I get these fishing catalogs in the mail darn near about three a week. Cabela's, Orvis, Bass Pro, or from more specialty shops (the good ones). In them are the latest titanium reels, anodized hooks, sta-dri, wix-away, H20Maxx gear running far higher than my savings account would afford.
Still, every once in a while, I get the itch. "I wonder what that disc drag would feel like with a five-pound redfish on the other end," or "I bet I could heave four ounces of mullet on that graphite composite past the third breaker with that rascal."
Then I'm again grounded in reality: My son, Kostyn Orrie, sits on a new carpet, playing with pricey Danish toys in an Egyptian cotton romper.
OK, maybe not. But I'd rather give him all those things than plink down $450 on the custom 10 foot graphite rod with the hand-painted topless mermaid just above the stock.
Of course, it would be good conversation on the beach.
But there's a point in a man's life, and maybe we get waylaid from it and have to come back to it, that comes like a rock flung from a slingshot that hits you squarely in the temple — just enough to buckle your knees, but not enough to take them out from under you: Less is more.
Catalogs are evil, pure and simple. They tell you what you need instead of you getting what you need.
Case in point always comes while I'm on the river or casting into the ocean. The gear I used during my first year to the outerbanks, let's recap:
• A 6-foot Shakespeare composite rod not made for saltwater ($8);
• A Shakespeare open bail reel with 10-pound test on it, and I should note that while everyone else was having the local fishing shop guide spin the new 10-pound line on their reels, I was too ashamed, so I used last season's line ($15);
• A Sears (I believe) 10-foot surfcast rod, complete with vintage cork, thread and eyes (free from Bob);
• A Shakespeare saltwater series reel (my big expenditure) with 20 pound line ($39);
• Assorted jiggs, hooks, spoons (okay, one), jigg heads, a free fillet knife (I'll have it for life, Bob), a tackle bag, free bag chair, five-gallon paint bucket, free color and beer (Bud, of course) and ice (We'll say $50);
• A pair of rubber pants tucked into rubber boots (I was soaked and miserable, and I don't mind telling you that the $100 I spent the next season on neoprines was the best investment I've made) ($20).
My return? A cooler full of speckles, one that was a trophy fish (in the 5 five-pound neighborhood) and a few spottails.
○ ○ ○ ○ ○
▶ **EXERCISE REQUIREMENTS**: Print the passage of the fishing gear essay from "Of course, it" up to and including "Less is more.".

Part of a data file:
○ ○ ○ ○ ○
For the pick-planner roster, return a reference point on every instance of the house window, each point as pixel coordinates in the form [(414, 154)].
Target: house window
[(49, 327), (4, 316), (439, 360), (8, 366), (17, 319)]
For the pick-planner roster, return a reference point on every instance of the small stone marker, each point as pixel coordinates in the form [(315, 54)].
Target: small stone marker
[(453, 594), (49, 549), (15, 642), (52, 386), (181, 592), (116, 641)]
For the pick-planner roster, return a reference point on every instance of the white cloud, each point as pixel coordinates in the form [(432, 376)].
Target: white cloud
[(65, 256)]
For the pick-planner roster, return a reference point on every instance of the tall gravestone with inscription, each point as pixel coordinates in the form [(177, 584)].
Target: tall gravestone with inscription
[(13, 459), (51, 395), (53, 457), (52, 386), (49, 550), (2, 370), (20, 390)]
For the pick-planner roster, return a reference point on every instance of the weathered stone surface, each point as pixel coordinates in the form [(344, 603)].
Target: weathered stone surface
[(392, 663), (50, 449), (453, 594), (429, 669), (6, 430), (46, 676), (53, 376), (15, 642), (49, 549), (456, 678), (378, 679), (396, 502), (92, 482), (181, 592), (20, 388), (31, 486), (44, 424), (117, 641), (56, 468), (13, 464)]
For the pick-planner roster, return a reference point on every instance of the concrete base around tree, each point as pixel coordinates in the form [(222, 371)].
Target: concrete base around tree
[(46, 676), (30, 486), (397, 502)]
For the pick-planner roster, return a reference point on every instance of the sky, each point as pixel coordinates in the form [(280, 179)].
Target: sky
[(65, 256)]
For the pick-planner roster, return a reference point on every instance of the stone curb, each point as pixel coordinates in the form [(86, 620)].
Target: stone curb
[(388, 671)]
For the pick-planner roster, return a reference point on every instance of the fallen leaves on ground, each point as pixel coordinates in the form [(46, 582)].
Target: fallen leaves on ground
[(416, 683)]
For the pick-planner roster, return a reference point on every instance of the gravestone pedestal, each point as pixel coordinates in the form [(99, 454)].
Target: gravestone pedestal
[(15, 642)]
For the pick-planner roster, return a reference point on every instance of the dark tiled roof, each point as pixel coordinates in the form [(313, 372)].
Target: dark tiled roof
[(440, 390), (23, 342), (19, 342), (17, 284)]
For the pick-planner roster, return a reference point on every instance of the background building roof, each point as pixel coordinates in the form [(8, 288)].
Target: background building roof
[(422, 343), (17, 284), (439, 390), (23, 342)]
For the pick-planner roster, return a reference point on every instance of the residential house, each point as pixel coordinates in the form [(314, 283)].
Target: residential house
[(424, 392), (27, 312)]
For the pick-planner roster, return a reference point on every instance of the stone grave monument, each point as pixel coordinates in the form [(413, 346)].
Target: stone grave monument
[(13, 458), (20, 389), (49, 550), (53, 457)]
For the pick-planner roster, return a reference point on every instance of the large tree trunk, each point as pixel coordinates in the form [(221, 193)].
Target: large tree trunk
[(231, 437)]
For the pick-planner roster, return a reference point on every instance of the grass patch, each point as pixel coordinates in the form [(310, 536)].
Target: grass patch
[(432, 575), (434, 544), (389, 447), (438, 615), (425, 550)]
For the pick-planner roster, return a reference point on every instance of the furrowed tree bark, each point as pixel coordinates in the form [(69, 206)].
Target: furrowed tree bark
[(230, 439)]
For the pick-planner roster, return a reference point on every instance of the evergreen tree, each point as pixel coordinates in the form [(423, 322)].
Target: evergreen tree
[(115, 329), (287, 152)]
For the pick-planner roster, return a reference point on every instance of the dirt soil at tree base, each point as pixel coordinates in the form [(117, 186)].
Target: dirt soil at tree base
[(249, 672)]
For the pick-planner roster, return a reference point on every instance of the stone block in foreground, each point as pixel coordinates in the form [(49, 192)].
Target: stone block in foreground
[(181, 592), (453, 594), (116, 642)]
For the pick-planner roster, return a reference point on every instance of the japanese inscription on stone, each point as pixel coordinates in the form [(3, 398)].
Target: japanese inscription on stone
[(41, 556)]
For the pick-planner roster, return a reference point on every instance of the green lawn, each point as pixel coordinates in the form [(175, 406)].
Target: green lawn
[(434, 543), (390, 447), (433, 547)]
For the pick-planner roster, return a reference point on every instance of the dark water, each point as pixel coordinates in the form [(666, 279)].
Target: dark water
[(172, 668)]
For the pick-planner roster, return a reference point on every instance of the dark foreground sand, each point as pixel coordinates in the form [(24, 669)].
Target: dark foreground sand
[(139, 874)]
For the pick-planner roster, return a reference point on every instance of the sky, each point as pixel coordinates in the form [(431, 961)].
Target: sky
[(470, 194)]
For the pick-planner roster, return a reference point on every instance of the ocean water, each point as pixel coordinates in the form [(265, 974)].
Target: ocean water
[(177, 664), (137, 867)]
○ ○ ○ ○ ○
▶ **EXPECTED ANSWER**:
Of course, it would be good conversation on the beach.
But there's a point in a man's life, and maybe we get waylaid from it and have to come back to it, that comes like a rock flung from a slingshot that hits you squarely in the temple — just enough to buckle your knees, but not enough to take them out from under you: Less is more.